### What you have to do
Return, word for word and without changes, the part of the listing that begins with the line containing "Target: tower clock dial" and continues to the end of the listing, with that line included.

+++ Supplied records

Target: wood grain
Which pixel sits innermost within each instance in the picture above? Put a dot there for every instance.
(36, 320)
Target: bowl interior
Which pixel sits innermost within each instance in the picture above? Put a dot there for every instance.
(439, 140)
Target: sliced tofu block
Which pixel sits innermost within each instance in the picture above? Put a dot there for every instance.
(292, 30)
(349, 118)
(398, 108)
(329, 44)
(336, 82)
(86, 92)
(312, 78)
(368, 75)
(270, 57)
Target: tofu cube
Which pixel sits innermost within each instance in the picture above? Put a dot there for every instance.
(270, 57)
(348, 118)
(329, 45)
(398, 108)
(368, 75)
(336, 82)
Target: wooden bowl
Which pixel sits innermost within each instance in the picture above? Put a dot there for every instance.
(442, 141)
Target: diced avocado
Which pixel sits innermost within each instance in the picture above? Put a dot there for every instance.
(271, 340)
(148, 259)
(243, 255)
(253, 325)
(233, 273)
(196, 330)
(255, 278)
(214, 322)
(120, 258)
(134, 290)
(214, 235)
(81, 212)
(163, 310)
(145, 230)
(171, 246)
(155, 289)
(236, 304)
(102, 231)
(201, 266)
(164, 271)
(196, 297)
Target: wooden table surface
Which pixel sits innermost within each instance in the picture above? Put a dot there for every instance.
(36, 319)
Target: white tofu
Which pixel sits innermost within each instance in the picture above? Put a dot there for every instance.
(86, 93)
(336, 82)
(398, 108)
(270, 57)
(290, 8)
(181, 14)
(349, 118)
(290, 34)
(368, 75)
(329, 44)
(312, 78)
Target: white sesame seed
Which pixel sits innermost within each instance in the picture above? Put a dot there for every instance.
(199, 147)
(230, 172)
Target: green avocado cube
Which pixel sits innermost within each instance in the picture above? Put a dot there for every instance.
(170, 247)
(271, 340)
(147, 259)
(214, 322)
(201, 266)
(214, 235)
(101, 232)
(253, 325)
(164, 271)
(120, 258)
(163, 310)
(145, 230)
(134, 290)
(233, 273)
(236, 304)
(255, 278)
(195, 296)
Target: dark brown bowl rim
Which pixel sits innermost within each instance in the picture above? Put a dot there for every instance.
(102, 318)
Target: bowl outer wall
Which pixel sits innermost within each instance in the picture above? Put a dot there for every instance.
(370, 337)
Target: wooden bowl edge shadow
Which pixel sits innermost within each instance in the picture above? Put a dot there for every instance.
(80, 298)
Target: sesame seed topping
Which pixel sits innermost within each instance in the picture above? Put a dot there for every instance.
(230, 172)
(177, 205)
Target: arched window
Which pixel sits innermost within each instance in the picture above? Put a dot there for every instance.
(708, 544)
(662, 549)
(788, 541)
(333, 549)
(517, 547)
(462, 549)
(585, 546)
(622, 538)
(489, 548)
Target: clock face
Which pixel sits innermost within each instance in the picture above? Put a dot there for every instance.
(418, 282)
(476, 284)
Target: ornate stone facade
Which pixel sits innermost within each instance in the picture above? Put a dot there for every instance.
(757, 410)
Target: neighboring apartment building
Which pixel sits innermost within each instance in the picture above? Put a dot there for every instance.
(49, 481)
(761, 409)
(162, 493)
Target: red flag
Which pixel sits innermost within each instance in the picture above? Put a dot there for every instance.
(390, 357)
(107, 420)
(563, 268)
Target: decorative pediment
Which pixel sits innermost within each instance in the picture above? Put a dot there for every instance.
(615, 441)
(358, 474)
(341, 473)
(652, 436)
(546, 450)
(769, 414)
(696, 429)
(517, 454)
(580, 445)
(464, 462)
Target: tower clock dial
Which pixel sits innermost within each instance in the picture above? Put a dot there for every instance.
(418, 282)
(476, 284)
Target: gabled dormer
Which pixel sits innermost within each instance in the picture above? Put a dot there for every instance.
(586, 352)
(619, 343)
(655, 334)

++++++

### Result of the task
Target: tower clock dial
Which pixel sits innermost within each instance in the picture above? Put a dot there for every instance.
(418, 282)
(476, 284)
Target: gabled dormer
Which pixel sits innermost within each instance in the picture above? Put a dot there for every instance.
(586, 352)
(619, 343)
(655, 334)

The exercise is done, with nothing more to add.